Record excerpts -
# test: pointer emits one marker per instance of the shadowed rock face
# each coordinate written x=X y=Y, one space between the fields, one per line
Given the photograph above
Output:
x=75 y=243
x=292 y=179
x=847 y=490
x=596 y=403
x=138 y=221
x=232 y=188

Exercise directions - Every line between the one holding "# each coordinate" and the end of the listing above, inclusive, must be transcribed exactly; omit all others.

Exercise solution -
# each coordinate written x=X y=Y, one space between the fields, one per line
Given the photograph above
Output:
x=75 y=243
x=292 y=179
x=847 y=490
x=596 y=403
x=138 y=221
x=232 y=188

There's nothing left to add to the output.